_Soal:_ Sebutkan semua hal yang ditawarkan hypermarket menurut teks tentang warung Pak Syukur di bawah.

Tulisan ini terinspirasi dari ketakberdayaan sebuah warung di suatu pemukiman di Jakarta yang akhirnya bangkrut dan tutup setelah sekian lama sekarat karena tergilas oleh menjamurnya pasar swalayan besar yang mengepung pemukiman dan pasar-pasar tradisional, hypermarket yang menawarkan kenyamanan, kelengkapan dan harga yang murah.
Dengan perasaan sangat sedih, seorang bapak tua berusia enam puluhan tahun akhirnya berketetapan hati untuk mengakhiri usaha warungnya walaupun tak jelas apa yang akan dia kerjakan setelahnya. Bapak tua yang biasa dipanggil Pak Syukur ini, memulai usaha warungnya sekitar dua puluh lima tahun yang lalu dengan modal seadanya. Momen penutupan warung ini baginya memang suatu momen yang sangat emosional karena warungnya meninggalkan begitu banyak kenangan bagi dirinya, kenangan suka dan duka, saat jatuh dan bangun, tak heran wajahnya terlihat memerah dan matanya berkaca-kaca, apalagi bercampur dengan perasaan putus asa akan masa depan nasib dirinya dan keluarganya.
Memang sejak berapa tahun lalu warung Pak Syukur terlihat sekarat -hidup segan mati tak mau. Barang yang dijual semakin lama semakin berkurang karena modalnya banyak yang terpakai untuk memenuhi kebutuhan dirinya dan keluarganya sehari-hari. Bermula ketika sebuah jaringan hypermarket raksasa milik Perancis, Carrefour, membuka hypermarket yang lokasinya sangat mudah dijangkau oleh warga di sekitar warung Pak Syukur, cukup dengan sekali naik angkot. Warga sekitar yang semula banyak berbelanja di warungnya menjadi berkurang drastis karena beralih ke hypermarket tersebut.

_Data Tersimpan:_

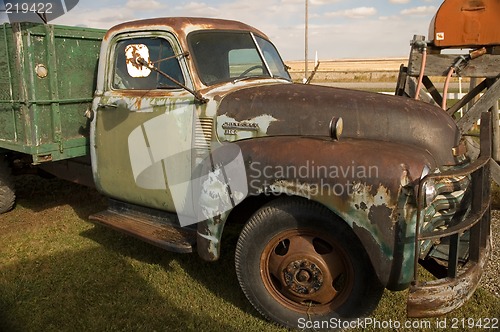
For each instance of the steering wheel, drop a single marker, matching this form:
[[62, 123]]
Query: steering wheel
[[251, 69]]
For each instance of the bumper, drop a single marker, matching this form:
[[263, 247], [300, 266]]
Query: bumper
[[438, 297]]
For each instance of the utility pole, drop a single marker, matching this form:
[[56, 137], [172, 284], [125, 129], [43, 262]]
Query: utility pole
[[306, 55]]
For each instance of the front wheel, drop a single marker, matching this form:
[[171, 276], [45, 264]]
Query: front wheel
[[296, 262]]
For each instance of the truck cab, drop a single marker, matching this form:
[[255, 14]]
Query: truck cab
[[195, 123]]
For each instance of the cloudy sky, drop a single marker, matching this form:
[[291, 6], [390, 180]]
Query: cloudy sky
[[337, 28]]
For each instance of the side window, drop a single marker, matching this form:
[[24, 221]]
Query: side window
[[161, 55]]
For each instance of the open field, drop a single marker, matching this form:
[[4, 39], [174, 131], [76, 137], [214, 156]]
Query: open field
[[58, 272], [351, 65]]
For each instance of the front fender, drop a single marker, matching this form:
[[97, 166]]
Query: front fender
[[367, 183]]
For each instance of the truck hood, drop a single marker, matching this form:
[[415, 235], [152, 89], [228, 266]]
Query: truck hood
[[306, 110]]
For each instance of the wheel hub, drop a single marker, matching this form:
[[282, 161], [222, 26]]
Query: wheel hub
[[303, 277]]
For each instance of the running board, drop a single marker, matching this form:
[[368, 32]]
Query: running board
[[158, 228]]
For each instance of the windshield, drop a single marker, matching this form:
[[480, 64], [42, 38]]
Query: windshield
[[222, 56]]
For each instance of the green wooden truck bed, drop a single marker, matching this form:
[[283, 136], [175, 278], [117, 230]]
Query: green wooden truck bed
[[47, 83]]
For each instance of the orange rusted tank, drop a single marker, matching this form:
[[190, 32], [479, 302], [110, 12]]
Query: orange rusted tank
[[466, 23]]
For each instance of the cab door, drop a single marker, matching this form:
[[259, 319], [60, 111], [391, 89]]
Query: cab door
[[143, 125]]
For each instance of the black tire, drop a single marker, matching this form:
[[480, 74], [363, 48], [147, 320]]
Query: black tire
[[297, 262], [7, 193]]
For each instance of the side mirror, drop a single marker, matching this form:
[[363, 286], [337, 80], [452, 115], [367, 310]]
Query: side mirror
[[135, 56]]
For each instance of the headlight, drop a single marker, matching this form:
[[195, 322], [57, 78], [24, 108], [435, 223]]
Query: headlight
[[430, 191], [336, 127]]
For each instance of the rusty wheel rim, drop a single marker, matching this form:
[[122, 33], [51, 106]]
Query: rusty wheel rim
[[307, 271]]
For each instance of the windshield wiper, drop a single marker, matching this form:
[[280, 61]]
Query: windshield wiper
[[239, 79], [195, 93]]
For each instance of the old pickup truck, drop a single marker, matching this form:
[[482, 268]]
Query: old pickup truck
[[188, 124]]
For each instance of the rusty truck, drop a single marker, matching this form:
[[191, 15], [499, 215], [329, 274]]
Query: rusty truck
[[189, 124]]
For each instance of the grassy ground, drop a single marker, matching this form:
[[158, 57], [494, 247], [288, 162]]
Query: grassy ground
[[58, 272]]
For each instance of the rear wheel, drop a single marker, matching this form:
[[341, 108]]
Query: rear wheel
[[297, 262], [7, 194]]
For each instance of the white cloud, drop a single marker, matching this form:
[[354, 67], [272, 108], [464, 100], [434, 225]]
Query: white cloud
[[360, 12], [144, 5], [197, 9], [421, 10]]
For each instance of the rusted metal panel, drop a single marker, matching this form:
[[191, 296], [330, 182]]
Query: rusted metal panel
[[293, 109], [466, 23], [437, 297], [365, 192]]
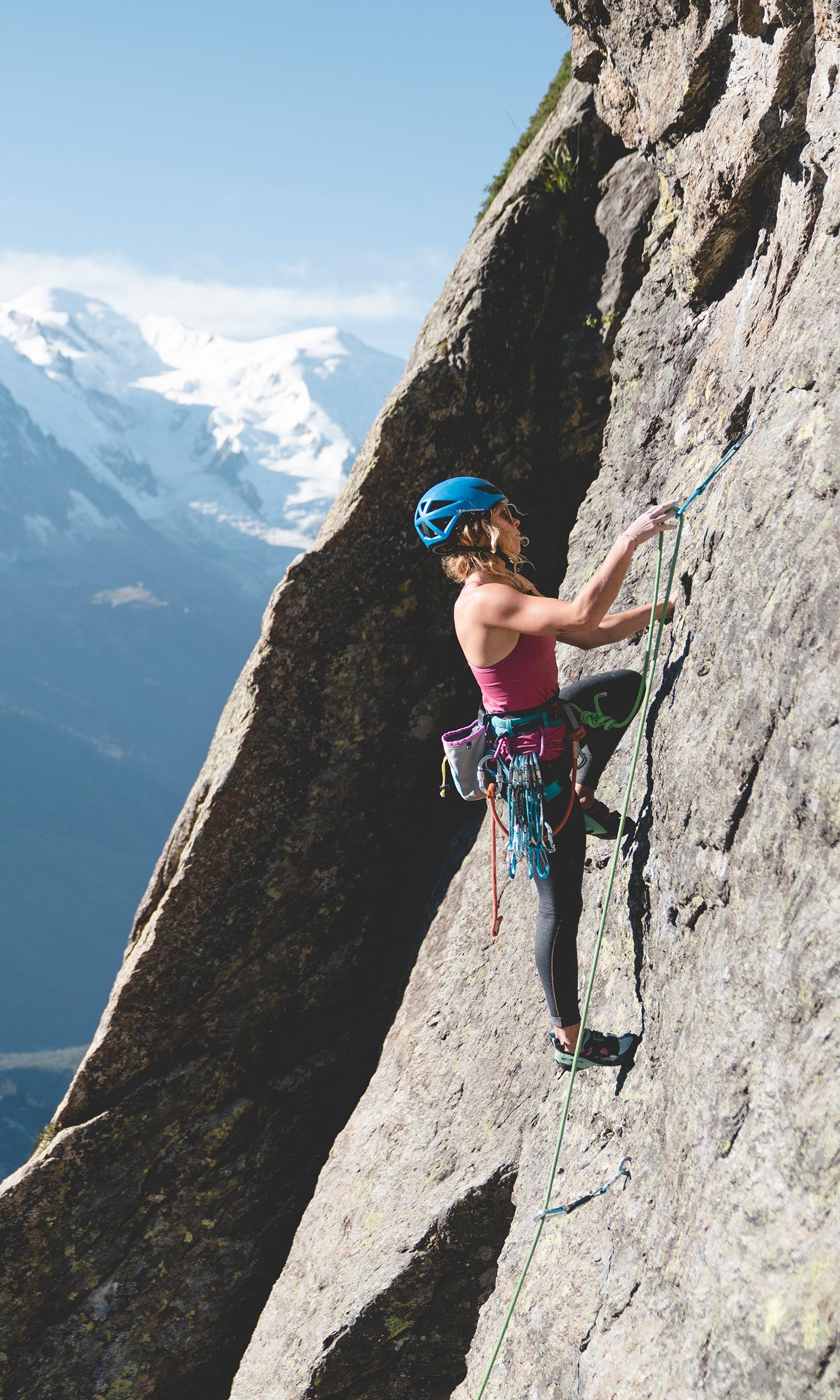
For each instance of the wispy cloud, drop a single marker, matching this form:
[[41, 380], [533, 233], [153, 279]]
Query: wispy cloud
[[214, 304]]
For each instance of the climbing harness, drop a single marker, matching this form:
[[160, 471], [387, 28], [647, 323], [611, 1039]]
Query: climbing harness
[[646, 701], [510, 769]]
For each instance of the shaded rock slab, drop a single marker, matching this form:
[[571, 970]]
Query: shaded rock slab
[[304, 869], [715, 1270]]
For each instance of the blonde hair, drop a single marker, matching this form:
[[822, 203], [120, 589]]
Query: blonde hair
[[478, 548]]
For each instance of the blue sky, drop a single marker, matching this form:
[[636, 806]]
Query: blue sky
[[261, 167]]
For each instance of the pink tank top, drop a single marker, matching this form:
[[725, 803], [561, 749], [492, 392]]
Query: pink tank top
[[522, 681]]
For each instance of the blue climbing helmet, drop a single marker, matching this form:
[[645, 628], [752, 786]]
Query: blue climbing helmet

_Jawaban Latihan:_ Kenyamanan, kelengkapan, dan harga yang murah.